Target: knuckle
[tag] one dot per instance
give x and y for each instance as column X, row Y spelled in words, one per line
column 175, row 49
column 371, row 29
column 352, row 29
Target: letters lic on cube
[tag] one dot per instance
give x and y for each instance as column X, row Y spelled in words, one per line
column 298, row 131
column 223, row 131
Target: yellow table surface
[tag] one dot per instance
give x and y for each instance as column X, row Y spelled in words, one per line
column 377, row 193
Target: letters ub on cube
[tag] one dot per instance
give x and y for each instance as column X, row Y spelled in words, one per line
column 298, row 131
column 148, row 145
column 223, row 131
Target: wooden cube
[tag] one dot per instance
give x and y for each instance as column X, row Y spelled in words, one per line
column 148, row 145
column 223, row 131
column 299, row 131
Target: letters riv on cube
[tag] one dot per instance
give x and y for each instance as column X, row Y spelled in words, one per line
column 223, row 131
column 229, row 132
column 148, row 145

----

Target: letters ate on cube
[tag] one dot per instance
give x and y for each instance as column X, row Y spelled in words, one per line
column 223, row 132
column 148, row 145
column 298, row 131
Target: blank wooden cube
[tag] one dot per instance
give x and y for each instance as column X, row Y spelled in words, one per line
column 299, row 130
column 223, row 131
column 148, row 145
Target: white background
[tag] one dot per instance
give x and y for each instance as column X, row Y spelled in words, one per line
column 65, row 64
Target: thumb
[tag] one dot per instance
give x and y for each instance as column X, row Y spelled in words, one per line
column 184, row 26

----

Challenge - Select every line of the records above that contains the word "letters" and copy each one out.

Result for this task -
Target: letters lic on cube
Target: letters ub on cube
Target: letters riv on cube
Target: letters ate on cube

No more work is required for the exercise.